— Start of RECORD EXCERPTS —

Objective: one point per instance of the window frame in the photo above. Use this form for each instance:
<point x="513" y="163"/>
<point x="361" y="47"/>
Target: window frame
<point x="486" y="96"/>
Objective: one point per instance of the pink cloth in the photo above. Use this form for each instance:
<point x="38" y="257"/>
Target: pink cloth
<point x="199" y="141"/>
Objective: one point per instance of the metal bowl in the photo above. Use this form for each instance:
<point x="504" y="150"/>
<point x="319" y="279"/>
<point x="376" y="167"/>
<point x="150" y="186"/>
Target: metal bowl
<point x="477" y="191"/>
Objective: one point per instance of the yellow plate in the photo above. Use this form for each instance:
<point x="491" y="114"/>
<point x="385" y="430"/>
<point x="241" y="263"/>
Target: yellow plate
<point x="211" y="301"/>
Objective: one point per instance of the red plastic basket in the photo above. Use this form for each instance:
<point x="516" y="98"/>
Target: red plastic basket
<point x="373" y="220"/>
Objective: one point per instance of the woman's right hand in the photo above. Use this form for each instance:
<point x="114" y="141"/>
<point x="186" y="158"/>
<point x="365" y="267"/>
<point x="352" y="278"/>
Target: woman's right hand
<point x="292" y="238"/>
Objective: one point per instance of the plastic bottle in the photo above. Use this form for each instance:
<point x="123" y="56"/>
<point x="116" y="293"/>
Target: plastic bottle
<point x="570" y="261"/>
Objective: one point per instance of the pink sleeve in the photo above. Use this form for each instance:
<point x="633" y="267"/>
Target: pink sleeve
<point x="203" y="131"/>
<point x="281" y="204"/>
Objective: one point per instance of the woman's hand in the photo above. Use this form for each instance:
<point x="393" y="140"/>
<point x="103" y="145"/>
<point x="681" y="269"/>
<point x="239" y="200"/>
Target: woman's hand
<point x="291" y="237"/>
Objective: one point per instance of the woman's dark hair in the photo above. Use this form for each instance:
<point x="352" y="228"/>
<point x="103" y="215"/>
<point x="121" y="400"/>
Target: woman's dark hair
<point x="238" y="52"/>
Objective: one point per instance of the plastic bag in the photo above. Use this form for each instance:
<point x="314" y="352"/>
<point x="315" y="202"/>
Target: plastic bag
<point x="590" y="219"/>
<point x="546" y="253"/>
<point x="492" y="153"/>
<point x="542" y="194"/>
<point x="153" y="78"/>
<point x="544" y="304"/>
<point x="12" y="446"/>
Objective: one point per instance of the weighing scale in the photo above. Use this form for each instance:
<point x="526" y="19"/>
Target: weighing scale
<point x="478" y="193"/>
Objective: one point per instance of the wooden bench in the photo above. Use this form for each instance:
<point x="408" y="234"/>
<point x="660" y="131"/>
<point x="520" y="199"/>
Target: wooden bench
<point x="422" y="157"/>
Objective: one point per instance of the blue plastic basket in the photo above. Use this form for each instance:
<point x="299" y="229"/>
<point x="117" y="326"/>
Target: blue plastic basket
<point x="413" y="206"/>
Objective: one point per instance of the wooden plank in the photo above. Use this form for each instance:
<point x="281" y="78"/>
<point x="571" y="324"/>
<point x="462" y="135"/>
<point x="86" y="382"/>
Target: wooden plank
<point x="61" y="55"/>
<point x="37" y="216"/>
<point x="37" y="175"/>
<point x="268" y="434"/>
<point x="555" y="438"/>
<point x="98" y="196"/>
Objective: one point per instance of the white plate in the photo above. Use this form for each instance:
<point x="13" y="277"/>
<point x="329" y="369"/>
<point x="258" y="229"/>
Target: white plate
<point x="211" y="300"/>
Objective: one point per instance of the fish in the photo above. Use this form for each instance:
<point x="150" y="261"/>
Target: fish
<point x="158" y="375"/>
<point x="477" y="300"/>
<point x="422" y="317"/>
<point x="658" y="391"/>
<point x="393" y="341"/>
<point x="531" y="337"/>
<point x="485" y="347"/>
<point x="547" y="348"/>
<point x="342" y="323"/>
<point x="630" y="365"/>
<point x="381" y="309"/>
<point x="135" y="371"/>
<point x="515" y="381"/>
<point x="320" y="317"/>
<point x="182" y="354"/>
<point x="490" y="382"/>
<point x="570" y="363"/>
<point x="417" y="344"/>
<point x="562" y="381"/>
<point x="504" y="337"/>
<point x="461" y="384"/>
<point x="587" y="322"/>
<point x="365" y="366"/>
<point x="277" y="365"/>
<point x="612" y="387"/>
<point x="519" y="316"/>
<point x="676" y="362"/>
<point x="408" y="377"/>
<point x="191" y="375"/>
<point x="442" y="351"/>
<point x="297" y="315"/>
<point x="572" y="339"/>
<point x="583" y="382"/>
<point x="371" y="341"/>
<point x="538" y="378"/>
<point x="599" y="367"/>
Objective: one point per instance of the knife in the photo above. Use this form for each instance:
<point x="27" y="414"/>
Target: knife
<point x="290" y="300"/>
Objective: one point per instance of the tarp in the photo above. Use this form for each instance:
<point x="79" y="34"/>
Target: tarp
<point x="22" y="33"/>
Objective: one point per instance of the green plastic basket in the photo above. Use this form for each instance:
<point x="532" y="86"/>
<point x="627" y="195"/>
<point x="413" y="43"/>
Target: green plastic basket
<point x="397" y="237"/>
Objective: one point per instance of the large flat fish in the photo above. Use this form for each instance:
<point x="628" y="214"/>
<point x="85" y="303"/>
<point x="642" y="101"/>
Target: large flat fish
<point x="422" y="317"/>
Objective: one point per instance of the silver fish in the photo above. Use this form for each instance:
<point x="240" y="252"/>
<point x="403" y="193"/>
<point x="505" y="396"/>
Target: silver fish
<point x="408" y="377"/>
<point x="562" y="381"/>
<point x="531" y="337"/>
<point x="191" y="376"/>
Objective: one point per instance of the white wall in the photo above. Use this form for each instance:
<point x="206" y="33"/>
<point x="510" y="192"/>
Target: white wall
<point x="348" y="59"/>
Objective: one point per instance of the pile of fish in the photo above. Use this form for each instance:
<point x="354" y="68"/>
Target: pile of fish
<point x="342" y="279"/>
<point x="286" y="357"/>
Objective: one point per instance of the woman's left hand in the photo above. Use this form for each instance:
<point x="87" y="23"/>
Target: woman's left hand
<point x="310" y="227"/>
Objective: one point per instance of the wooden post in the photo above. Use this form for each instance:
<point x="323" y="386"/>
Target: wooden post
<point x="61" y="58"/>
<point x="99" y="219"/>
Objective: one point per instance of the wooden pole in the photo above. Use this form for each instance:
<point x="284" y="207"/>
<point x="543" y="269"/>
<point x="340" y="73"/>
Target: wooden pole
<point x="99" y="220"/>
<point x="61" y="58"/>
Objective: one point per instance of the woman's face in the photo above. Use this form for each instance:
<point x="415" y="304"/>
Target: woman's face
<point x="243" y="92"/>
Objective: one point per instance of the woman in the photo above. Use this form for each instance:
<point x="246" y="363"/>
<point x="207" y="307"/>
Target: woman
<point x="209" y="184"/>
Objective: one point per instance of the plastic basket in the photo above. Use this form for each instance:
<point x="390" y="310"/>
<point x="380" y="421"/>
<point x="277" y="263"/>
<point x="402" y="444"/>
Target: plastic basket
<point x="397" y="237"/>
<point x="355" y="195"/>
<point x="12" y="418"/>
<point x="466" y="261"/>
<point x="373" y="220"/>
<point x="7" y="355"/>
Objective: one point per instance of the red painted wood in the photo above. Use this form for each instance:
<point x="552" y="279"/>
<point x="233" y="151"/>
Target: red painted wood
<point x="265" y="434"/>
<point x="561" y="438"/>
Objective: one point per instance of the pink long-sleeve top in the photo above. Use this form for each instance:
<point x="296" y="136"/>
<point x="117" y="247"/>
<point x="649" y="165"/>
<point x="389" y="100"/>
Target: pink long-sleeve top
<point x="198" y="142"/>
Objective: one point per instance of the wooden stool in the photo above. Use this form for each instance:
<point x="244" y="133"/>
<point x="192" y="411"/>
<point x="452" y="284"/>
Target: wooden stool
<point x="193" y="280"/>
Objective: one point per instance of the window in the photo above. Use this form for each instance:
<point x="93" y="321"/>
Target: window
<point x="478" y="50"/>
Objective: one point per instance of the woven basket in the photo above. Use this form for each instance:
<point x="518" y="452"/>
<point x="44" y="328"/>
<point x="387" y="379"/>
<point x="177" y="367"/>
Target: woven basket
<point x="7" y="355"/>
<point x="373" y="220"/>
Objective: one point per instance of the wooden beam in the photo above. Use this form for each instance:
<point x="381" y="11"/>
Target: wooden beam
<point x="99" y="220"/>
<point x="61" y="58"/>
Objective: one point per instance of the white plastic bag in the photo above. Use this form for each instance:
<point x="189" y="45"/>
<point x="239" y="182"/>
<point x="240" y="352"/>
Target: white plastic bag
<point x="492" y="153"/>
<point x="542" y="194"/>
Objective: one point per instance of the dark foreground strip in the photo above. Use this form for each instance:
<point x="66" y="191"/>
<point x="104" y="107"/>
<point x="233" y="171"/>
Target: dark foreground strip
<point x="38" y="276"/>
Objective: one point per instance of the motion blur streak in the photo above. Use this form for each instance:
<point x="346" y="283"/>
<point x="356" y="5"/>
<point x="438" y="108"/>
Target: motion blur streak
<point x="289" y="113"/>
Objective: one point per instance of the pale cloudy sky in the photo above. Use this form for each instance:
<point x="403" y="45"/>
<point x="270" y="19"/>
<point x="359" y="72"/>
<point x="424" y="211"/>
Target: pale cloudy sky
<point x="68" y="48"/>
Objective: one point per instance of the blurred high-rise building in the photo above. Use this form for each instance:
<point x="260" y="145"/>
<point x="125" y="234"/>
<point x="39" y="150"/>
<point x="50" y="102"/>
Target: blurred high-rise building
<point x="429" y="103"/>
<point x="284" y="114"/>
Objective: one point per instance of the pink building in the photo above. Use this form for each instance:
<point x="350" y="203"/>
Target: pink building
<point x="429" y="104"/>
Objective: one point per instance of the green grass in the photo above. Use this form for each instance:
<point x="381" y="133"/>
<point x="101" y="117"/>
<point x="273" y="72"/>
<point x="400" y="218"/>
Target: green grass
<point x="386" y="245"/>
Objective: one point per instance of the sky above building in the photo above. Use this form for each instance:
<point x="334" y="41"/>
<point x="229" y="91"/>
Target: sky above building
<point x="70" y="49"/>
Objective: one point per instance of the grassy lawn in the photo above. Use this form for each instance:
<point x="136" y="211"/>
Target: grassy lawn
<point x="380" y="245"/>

— End of RECORD EXCERPTS —

**WORK TO COMPLETE**
Write out the lines above exactly as they appear, from the line containing "Objective: one point per instance of the grassy" through the end of the records, including both ends.

**EXERCISE RESULT**
Objective: one point per instance of the grassy lawn in the photo above. Use this form for each instance:
<point x="136" y="211"/>
Target: grassy lawn
<point x="380" y="245"/>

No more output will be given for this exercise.